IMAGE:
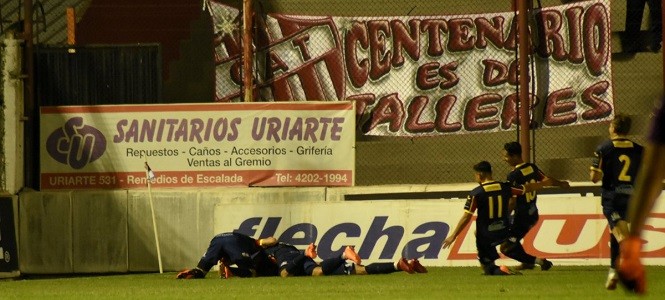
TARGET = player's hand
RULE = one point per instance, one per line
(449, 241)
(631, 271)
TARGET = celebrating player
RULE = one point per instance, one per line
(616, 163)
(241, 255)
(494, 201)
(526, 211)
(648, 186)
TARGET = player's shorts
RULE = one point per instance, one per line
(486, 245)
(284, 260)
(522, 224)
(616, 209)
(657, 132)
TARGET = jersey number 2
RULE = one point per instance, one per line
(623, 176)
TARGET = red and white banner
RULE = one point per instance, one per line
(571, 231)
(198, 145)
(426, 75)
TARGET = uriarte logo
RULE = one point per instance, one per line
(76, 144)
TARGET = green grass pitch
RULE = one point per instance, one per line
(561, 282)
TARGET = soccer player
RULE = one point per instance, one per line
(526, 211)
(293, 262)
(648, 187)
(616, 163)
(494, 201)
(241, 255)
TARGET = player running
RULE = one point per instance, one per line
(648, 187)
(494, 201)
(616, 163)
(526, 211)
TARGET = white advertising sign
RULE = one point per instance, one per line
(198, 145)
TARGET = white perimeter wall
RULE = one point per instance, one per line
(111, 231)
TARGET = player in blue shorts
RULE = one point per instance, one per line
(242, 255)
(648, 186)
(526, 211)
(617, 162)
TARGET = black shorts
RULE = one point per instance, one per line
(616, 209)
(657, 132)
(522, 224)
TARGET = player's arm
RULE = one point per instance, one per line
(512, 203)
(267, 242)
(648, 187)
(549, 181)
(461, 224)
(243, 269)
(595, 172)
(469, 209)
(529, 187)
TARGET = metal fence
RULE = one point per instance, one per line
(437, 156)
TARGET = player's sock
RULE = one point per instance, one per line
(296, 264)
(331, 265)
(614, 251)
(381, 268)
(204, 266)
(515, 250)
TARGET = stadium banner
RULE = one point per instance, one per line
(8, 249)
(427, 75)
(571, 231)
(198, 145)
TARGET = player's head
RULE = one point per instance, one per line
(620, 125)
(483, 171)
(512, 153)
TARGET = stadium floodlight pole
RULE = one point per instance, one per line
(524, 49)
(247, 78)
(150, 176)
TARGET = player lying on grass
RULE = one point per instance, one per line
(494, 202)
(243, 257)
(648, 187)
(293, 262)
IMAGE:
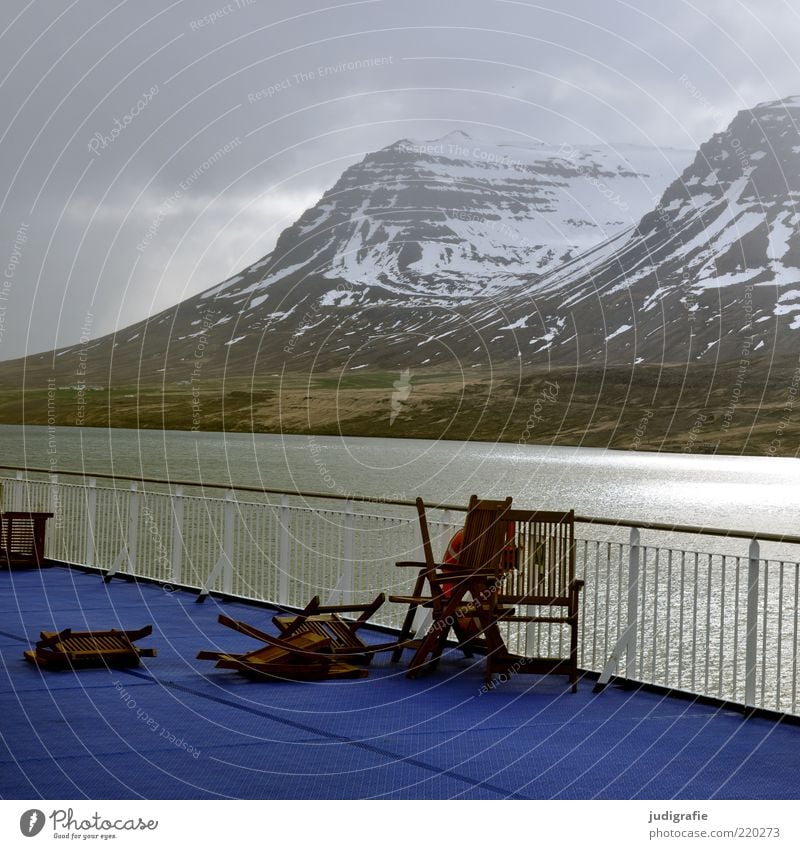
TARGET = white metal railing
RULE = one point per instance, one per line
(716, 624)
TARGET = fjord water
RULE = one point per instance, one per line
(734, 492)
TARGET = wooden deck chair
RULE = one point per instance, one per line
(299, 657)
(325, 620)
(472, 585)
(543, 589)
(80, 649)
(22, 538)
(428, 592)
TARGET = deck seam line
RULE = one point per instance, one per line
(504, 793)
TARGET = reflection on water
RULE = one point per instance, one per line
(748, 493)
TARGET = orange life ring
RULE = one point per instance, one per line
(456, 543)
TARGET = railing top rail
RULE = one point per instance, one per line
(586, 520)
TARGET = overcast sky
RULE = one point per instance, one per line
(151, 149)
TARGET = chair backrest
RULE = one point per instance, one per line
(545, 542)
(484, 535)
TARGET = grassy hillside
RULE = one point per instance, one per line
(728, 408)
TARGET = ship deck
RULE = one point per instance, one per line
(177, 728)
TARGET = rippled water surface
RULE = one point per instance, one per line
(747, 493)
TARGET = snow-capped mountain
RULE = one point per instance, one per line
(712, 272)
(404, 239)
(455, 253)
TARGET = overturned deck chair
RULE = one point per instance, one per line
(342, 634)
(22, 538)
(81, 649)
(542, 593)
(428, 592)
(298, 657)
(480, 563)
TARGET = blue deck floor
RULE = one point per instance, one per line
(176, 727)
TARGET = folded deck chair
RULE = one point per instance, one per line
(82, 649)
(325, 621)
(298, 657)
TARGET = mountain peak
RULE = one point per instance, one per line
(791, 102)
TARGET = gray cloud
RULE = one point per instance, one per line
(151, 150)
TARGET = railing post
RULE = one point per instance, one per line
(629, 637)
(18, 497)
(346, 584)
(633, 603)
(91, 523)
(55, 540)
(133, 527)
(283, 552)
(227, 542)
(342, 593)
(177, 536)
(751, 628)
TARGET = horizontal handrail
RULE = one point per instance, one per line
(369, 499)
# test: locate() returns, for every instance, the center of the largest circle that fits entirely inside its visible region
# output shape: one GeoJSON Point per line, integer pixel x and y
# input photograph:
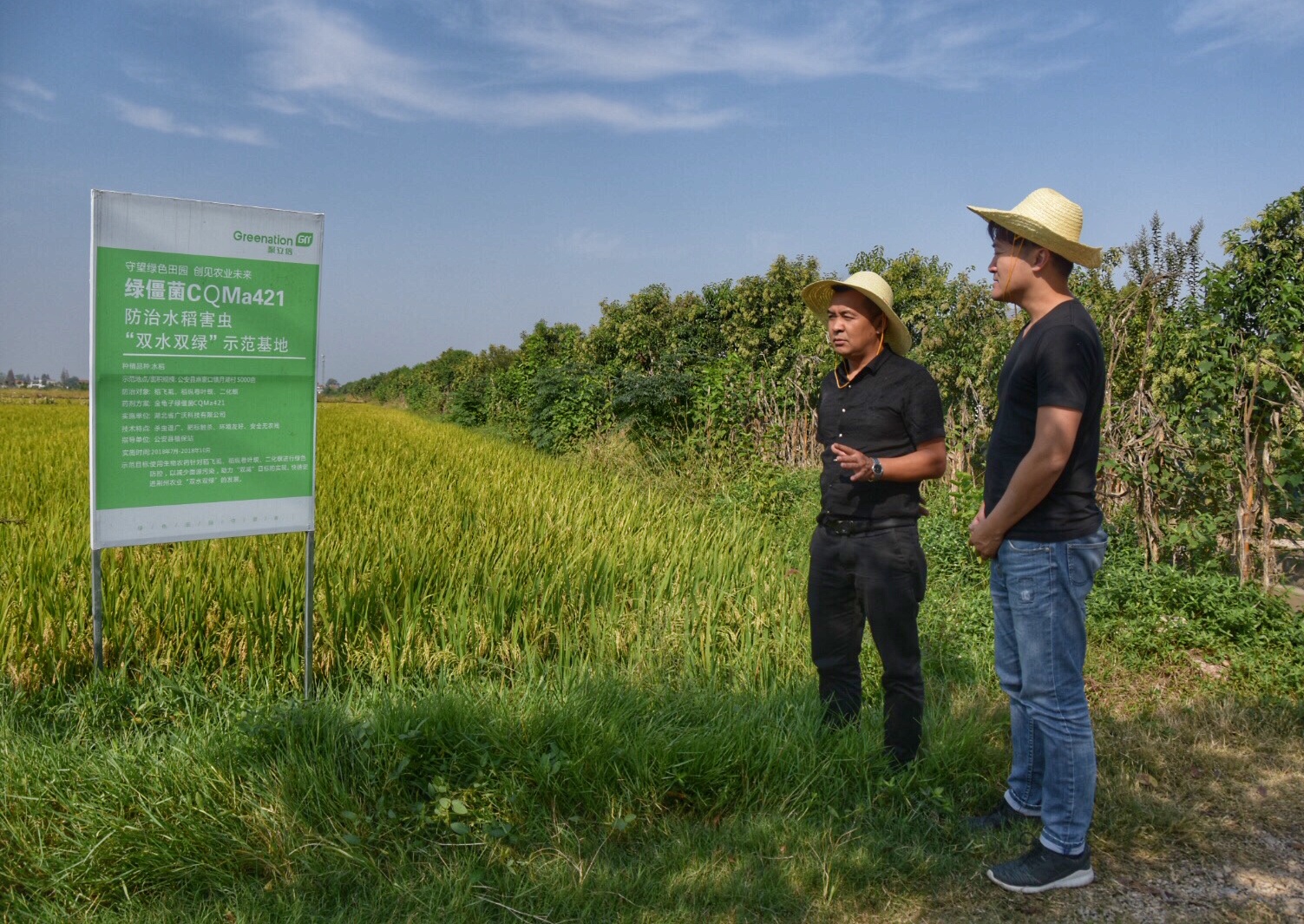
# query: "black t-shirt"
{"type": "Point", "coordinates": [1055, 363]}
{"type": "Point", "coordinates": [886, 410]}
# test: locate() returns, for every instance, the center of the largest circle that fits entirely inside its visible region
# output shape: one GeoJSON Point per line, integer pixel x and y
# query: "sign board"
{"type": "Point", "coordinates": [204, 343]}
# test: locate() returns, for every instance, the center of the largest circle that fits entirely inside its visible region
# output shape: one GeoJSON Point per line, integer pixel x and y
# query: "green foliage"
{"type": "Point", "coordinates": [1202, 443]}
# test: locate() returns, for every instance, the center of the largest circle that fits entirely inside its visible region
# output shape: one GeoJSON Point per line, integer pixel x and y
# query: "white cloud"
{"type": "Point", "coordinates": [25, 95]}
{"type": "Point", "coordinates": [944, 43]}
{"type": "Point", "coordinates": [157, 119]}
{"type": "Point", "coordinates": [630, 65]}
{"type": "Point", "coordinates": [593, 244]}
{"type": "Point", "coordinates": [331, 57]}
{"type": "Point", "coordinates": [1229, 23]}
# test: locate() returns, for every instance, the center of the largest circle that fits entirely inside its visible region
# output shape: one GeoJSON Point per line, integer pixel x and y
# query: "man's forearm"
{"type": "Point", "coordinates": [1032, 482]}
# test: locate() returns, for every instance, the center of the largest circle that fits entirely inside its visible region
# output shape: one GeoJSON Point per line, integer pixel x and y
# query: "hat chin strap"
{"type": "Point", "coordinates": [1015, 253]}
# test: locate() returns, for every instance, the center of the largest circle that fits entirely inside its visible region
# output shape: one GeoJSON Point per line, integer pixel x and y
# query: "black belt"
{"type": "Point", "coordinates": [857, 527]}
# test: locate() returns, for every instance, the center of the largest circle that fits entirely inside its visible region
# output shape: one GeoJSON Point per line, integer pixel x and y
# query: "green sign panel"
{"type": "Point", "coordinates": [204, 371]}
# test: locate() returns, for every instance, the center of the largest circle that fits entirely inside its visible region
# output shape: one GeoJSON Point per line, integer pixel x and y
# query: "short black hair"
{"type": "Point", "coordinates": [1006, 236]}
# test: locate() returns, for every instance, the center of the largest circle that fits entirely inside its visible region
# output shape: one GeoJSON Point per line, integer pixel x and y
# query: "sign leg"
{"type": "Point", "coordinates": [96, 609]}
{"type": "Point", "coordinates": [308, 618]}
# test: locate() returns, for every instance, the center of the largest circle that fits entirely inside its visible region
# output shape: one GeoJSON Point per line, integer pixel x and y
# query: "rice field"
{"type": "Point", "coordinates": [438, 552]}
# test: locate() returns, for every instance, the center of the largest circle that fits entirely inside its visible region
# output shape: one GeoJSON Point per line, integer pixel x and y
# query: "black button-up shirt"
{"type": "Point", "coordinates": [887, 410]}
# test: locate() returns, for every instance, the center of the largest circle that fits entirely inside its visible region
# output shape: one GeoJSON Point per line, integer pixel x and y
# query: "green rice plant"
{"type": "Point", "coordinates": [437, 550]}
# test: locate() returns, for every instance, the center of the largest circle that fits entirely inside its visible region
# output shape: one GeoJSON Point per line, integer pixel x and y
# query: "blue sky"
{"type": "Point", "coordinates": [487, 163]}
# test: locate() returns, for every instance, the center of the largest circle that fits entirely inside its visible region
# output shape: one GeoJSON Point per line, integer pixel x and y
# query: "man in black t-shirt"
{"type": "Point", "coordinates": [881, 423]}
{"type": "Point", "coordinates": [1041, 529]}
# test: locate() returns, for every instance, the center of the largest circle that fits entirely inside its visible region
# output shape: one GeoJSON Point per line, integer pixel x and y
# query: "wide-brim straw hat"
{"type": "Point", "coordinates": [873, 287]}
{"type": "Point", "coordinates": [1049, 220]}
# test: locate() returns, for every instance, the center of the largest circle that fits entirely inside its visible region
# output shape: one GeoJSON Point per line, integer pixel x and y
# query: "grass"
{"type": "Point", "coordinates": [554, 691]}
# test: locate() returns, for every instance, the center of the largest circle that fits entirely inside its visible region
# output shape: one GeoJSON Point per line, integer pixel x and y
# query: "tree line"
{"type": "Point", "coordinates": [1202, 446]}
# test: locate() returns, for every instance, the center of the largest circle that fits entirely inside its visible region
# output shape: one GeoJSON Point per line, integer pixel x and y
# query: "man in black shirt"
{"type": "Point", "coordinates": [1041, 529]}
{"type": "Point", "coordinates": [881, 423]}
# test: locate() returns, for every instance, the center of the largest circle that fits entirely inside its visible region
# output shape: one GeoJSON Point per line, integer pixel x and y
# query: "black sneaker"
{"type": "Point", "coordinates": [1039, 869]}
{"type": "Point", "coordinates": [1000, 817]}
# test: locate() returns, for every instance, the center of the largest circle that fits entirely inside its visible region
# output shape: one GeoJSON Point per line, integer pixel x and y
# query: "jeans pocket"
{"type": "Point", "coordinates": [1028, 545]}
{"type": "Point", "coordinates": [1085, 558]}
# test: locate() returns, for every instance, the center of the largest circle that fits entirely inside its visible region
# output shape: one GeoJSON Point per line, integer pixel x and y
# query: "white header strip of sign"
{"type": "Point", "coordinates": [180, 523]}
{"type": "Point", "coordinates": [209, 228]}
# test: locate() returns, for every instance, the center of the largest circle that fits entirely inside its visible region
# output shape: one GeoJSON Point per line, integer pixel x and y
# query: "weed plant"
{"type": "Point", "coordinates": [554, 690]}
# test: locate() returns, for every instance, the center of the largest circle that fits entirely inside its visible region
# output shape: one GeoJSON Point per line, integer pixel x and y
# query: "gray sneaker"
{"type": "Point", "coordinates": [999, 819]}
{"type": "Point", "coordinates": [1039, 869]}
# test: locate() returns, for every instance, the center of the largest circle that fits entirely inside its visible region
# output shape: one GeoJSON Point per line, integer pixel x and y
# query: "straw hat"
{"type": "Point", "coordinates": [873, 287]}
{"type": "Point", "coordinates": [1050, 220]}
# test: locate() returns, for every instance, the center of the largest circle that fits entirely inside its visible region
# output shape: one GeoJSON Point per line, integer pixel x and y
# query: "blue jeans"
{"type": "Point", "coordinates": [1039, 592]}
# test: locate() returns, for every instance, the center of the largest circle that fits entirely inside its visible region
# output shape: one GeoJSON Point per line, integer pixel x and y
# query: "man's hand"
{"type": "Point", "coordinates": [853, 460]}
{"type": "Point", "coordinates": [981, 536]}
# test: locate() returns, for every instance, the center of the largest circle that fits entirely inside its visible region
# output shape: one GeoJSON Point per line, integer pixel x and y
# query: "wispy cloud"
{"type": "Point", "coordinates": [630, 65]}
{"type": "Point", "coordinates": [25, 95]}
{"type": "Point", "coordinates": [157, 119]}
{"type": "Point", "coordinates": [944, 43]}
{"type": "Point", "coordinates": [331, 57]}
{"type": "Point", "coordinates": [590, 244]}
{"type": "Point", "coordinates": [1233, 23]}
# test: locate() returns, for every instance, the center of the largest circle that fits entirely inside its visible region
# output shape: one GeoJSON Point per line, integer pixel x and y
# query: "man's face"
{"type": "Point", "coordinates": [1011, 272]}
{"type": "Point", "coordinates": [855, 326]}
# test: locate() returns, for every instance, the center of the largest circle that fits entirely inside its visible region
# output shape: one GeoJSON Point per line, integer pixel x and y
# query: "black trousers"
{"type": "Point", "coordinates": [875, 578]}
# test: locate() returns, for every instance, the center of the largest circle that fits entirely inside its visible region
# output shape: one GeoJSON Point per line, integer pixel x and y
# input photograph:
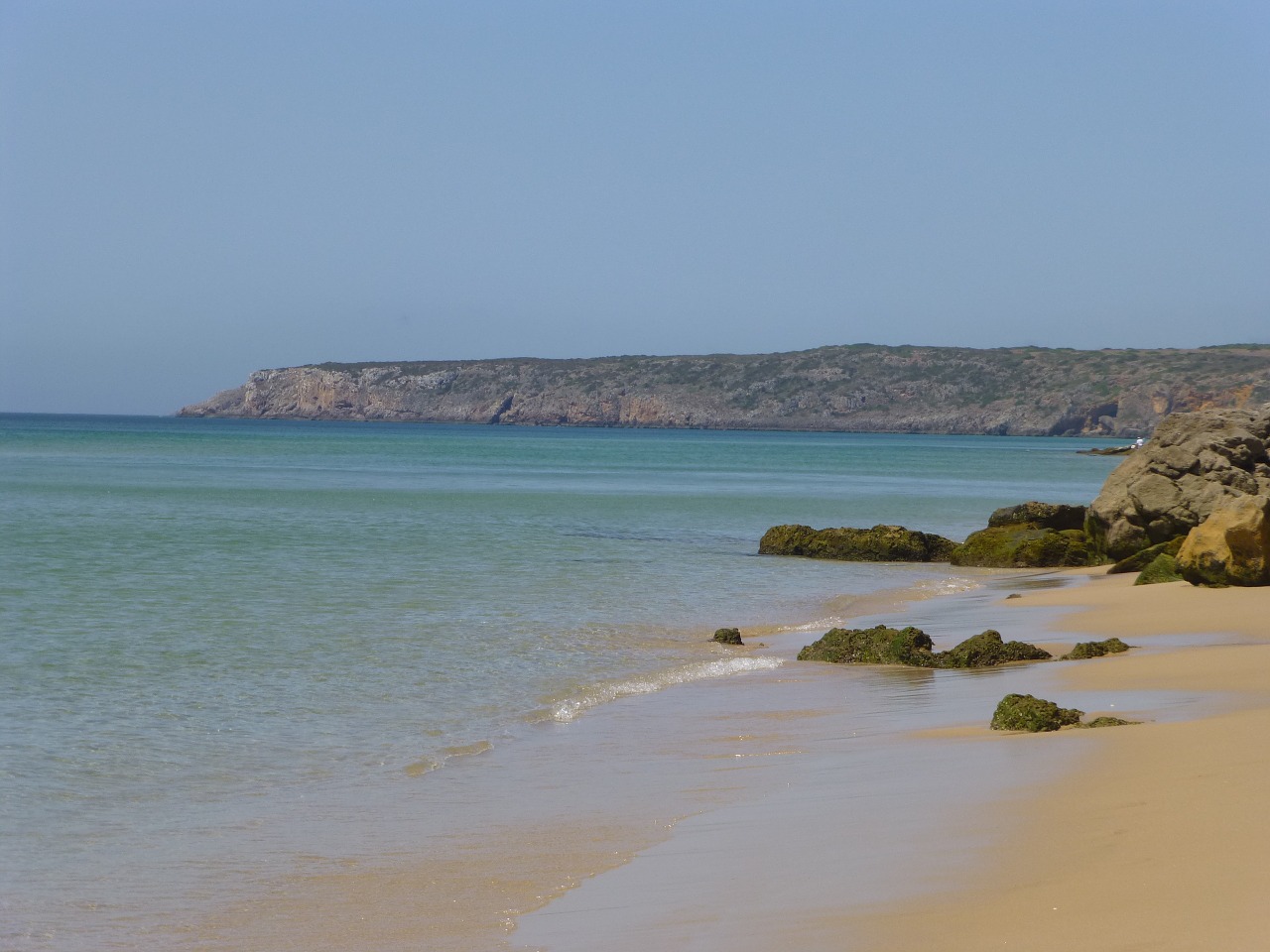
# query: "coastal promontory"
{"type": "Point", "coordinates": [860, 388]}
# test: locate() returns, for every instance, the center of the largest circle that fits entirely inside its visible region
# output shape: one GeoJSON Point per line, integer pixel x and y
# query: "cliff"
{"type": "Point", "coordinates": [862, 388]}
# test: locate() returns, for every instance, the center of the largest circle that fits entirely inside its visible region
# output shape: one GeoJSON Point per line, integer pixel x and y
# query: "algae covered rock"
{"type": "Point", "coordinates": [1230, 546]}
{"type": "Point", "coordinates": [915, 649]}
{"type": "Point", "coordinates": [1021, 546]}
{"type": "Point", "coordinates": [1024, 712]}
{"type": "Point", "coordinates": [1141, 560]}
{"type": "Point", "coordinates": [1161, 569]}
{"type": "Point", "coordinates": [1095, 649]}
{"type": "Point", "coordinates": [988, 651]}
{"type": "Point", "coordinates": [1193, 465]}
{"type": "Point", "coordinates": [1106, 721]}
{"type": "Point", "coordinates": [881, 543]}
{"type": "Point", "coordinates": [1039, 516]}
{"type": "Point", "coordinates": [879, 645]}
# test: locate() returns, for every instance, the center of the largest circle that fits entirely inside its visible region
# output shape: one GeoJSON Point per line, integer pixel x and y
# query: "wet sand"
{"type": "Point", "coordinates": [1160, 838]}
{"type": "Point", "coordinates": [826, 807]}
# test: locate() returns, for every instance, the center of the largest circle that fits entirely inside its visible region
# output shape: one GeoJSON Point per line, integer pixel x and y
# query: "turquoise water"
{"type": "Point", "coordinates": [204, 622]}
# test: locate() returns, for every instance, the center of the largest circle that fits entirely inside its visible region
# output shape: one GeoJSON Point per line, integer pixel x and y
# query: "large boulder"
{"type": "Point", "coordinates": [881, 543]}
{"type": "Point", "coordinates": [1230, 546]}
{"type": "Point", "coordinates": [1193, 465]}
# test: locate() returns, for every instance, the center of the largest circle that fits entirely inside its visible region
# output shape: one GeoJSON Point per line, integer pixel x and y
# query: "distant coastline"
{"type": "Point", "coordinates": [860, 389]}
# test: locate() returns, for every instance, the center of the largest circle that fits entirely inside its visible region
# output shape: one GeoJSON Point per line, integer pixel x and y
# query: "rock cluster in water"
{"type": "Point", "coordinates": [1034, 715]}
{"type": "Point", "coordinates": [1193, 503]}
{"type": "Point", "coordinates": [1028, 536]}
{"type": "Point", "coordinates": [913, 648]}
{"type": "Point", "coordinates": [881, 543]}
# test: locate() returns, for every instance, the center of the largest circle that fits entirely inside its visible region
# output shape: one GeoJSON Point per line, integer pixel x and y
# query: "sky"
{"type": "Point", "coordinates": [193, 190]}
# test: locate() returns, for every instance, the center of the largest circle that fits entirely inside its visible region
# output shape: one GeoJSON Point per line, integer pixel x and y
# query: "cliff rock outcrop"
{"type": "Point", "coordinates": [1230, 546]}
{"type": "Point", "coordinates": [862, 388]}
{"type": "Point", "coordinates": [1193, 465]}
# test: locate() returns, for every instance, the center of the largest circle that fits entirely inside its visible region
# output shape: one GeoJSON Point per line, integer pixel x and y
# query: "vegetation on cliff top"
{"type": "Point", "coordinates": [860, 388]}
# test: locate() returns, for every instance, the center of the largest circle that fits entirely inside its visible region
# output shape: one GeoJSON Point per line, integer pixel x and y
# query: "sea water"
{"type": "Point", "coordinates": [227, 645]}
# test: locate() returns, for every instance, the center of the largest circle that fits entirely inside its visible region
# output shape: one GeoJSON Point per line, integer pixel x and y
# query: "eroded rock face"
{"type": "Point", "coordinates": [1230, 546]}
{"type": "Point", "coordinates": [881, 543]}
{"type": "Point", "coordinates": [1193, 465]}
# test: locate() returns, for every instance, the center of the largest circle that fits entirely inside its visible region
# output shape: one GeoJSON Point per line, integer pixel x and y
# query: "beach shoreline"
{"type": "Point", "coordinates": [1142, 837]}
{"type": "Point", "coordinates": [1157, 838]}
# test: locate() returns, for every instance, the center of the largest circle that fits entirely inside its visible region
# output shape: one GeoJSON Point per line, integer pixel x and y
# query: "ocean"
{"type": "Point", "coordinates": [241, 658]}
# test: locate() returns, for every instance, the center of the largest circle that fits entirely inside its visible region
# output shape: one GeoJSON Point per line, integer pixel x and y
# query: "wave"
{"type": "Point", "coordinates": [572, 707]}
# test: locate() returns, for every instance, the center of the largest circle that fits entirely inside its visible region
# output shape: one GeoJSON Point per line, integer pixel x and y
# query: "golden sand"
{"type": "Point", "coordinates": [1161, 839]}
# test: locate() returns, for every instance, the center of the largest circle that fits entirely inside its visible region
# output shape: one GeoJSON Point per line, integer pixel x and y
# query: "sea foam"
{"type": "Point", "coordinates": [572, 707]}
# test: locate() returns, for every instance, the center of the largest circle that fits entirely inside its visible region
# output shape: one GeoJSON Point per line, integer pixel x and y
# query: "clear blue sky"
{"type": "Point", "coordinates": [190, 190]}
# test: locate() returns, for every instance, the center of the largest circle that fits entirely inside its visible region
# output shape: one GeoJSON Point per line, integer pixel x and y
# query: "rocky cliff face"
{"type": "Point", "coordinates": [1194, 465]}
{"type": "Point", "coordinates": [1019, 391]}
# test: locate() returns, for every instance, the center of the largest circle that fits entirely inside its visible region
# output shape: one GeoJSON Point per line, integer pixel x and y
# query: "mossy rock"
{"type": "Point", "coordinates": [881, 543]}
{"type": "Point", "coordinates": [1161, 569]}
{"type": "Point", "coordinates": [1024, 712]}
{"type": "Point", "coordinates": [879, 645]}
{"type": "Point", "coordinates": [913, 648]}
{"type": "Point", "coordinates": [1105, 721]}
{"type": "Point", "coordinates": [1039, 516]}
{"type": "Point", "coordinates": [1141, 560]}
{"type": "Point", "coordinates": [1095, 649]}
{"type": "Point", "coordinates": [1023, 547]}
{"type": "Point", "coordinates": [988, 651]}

----------------

- Required task -
Gather every line above that contains the string "banner" and copy each one out.

- Completed task -
TARGET = red and white banner
TARGET = stadium banner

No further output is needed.